→ **EXTRACTED DATA**:
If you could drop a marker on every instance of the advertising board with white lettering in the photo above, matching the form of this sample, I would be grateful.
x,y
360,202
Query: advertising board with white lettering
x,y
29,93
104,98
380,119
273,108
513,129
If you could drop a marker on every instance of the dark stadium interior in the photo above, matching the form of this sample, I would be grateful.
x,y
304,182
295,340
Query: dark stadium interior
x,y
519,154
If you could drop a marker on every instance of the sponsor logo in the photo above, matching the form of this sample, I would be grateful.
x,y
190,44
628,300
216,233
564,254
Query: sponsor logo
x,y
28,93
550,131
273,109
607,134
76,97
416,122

...

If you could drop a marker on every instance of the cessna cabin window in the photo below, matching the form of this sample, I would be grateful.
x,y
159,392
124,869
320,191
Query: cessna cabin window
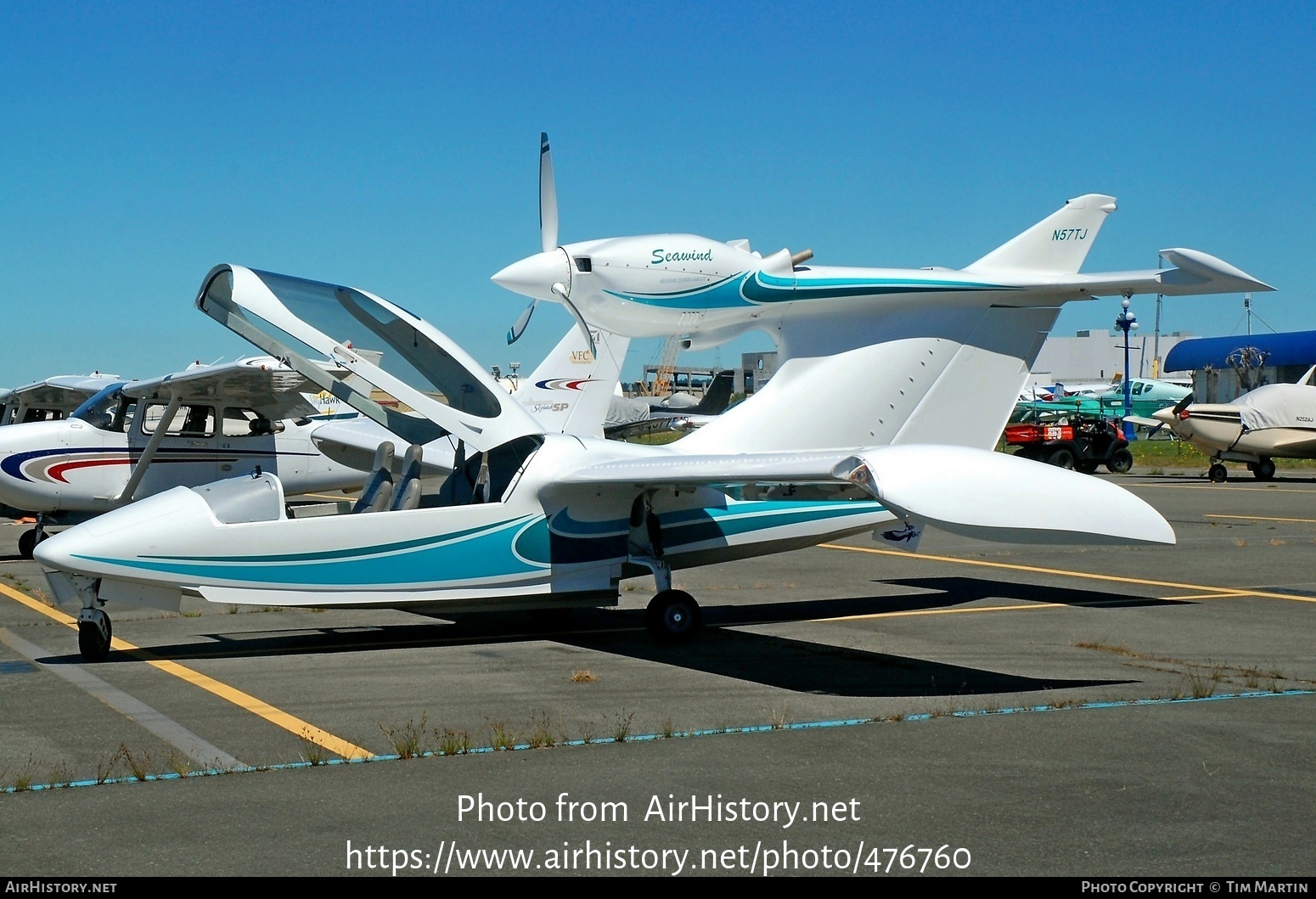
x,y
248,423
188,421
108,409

→ **EXERCISE**: Locate each line in the rows above that contains the string "interior", treating uppercase and lowercase as different, and copy those lines.

→ **ANSWER TO THE PROBLEM**:
If you could drop a marker on every instance of the dark stadium interior in the photo above, matching the form of this sample, I would be grateful.
Query: dark stadium interior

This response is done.